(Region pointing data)
+ + + +

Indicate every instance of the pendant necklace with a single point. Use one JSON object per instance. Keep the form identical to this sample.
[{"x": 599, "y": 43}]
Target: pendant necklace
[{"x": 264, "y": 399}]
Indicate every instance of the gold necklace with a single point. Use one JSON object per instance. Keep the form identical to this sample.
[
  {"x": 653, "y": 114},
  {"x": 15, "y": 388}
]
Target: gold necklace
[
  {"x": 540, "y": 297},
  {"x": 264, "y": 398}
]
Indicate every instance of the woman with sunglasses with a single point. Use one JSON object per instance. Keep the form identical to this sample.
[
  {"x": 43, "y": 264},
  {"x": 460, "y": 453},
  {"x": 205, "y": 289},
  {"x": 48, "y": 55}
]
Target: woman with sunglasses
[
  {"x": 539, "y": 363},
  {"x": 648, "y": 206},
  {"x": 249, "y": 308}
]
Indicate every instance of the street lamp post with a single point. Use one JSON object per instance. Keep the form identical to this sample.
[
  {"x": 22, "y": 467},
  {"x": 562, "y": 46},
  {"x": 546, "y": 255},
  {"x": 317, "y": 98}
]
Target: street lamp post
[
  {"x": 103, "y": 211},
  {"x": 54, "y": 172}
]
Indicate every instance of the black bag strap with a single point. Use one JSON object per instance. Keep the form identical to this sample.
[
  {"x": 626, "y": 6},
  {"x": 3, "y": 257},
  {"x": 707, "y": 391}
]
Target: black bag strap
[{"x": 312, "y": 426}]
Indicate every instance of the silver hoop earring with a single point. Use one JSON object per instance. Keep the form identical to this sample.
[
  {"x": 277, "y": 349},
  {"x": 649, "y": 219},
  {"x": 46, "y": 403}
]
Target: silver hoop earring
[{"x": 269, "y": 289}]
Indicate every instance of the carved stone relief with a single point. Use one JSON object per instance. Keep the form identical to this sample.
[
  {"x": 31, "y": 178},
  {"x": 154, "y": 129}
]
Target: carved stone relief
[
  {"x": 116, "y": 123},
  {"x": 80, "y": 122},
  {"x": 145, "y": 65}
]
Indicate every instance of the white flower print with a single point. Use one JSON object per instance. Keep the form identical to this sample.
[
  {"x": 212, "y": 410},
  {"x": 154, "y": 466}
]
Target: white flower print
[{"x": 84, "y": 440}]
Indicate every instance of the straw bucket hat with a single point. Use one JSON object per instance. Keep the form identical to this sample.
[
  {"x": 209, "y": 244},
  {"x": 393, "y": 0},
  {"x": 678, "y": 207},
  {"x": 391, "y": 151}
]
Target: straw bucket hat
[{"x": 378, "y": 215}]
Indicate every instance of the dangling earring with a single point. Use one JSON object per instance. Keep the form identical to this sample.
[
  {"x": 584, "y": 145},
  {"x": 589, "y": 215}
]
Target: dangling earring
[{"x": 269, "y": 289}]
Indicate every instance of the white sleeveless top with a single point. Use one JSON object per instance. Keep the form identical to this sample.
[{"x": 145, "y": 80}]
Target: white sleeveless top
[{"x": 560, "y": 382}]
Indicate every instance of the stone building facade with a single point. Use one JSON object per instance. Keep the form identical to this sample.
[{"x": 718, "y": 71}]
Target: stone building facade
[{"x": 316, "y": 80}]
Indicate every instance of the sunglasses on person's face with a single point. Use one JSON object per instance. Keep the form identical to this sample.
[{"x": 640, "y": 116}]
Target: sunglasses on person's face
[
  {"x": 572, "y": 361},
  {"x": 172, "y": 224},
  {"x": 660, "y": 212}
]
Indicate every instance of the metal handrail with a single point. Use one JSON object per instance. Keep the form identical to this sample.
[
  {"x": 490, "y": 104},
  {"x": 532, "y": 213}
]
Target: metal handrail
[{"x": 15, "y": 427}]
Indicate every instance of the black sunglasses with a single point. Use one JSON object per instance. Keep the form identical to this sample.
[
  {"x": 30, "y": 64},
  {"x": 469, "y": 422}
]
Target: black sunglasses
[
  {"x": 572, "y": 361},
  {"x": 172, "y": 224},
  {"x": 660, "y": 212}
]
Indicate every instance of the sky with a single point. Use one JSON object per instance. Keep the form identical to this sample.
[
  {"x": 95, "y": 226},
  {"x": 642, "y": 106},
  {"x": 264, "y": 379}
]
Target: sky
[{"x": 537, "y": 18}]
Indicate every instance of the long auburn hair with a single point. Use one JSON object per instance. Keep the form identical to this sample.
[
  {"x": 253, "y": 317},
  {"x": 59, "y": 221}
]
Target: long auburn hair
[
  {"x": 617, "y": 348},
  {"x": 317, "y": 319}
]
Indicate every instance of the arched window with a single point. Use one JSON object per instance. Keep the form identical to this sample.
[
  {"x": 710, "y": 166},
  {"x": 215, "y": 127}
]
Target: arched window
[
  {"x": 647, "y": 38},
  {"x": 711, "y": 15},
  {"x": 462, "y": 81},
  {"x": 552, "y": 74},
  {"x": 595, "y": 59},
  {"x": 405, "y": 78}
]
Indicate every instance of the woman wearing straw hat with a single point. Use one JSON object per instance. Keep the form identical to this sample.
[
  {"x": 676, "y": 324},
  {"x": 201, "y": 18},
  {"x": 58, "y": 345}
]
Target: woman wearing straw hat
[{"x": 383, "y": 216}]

+ + + +

WHAT YOU ARE ASKED TO DO: With every line kept whole, write out the records again exactly.

RESPONSE TO THIS TASK:
Indicate every instance of the pendant necklace with a single point. Use one JSON object per instance. Keep the form identical to this sample.
[{"x": 599, "y": 43}]
Target: pendant necklace
[{"x": 264, "y": 399}]
Indicate every instance of the gold necklace with a single point. Use one JSON object per instance. Keep the form identical to this sample.
[
  {"x": 653, "y": 114},
  {"x": 15, "y": 388}
]
Target: gold necklace
[
  {"x": 540, "y": 297},
  {"x": 264, "y": 398}
]
Indicate every instance of the woman with sunglasses with a single point. Use one JSON object per instance. Keep the form identical to this sample.
[
  {"x": 43, "y": 264},
  {"x": 460, "y": 453},
  {"x": 205, "y": 289},
  {"x": 48, "y": 55}
]
Target: woman with sunglasses
[
  {"x": 539, "y": 363},
  {"x": 648, "y": 206},
  {"x": 249, "y": 308}
]
Indicate every instance of the street lamp post with a single point. Use one JSON object per instance. Keep the form identical to this sample.
[
  {"x": 22, "y": 467},
  {"x": 562, "y": 46},
  {"x": 546, "y": 255},
  {"x": 317, "y": 98}
]
Target: street lamp post
[
  {"x": 103, "y": 211},
  {"x": 54, "y": 172}
]
Indicate every instance of the black bag strap with a single point. Use one JSON object per instance. Keep the form identical to this sample.
[
  {"x": 626, "y": 6},
  {"x": 3, "y": 257},
  {"x": 707, "y": 391}
]
Target: black bag strap
[{"x": 312, "y": 426}]
Indicate every instance of the silver hoop earring with a single point. Use one JSON object per instance. Keep the form identical to this sample.
[
  {"x": 277, "y": 349},
  {"x": 649, "y": 219},
  {"x": 46, "y": 403}
]
Target: silver hoop earring
[{"x": 269, "y": 289}]
Indicate every instance of the carved stone relief with a single point. Use one JSON object per instance. Keep the form identical to this sample.
[
  {"x": 31, "y": 178},
  {"x": 154, "y": 129}
]
Target: carved stone relief
[
  {"x": 116, "y": 123},
  {"x": 80, "y": 122},
  {"x": 145, "y": 65}
]
Indicate every instance of the white flower print with a single point. Use one JSON object per instance. Keep the form identical to this sample.
[
  {"x": 212, "y": 410},
  {"x": 154, "y": 466}
]
Target: white flower print
[{"x": 84, "y": 440}]
Indicate every instance of the straw bucket hat with a single point. Use one JSON object per instance. Keep the form identical to this sample.
[
  {"x": 209, "y": 244},
  {"x": 393, "y": 0},
  {"x": 678, "y": 207},
  {"x": 391, "y": 151}
]
Target: straw bucket hat
[{"x": 378, "y": 215}]
Indicate every instance of the dangling earring with a single point. Use one JSON object per instance. Keep the form identical to this sample.
[
  {"x": 584, "y": 145},
  {"x": 589, "y": 215}
]
Target: dangling earring
[{"x": 269, "y": 289}]
Indicate every instance of the white sleeveless top with a single point. Use one JSON object per instance. Keep the form identical to this sample.
[{"x": 145, "y": 80}]
Target: white sleeveless top
[{"x": 560, "y": 382}]
Indicate every instance of the stone building facade with a single point. Use one JSON object per instance. Keep the form identical to this sample.
[{"x": 718, "y": 71}]
Target: stone building facade
[{"x": 316, "y": 80}]
Indicate every instance of the sunglasses on person's face with a single point. Use one JSON object per instance. Keep the form identical to this sample.
[{"x": 640, "y": 116}]
Target: sunglasses on person's face
[
  {"x": 572, "y": 361},
  {"x": 172, "y": 224},
  {"x": 660, "y": 212}
]
Indicate every instance of the metal handrail with a single point. Use one JSON object per instance. Keep the form identical to this sample.
[
  {"x": 490, "y": 104},
  {"x": 532, "y": 213}
]
Target: metal handrail
[{"x": 15, "y": 427}]
Indicate every instance of the black sunglasses with a single point. Use one JSON object per instance. Keep the form identical to this sample.
[
  {"x": 30, "y": 64},
  {"x": 469, "y": 422}
]
Target: black sunglasses
[
  {"x": 572, "y": 361},
  {"x": 172, "y": 224},
  {"x": 660, "y": 212}
]
Indicate every instance of the sky with a single point. Use one JSON object per instance. Keep the form identical to this sample.
[
  {"x": 95, "y": 226},
  {"x": 642, "y": 106},
  {"x": 264, "y": 379}
]
Target: sky
[{"x": 537, "y": 18}]
Indicate every instance of the long auburn hair with a single point. Use one JSON object per instance. Keep the form identical to this sample.
[
  {"x": 253, "y": 317},
  {"x": 59, "y": 221}
]
Target: long auburn hair
[
  {"x": 617, "y": 348},
  {"x": 317, "y": 319}
]
Indicate every instance of the arched window with a single point. Use one JSON object per instance. Keep the form identical to this sample.
[
  {"x": 710, "y": 166},
  {"x": 215, "y": 127}
]
Target: arched window
[
  {"x": 647, "y": 38},
  {"x": 711, "y": 15},
  {"x": 462, "y": 81},
  {"x": 552, "y": 74},
  {"x": 595, "y": 59},
  {"x": 405, "y": 78}
]
Indicate every instance of the woman wearing straw hat with a single point. Use one JSON object per instance. Keep the form identical to this sample.
[
  {"x": 676, "y": 324},
  {"x": 201, "y": 18},
  {"x": 58, "y": 345}
]
Target: woman wearing straw hat
[{"x": 383, "y": 216}]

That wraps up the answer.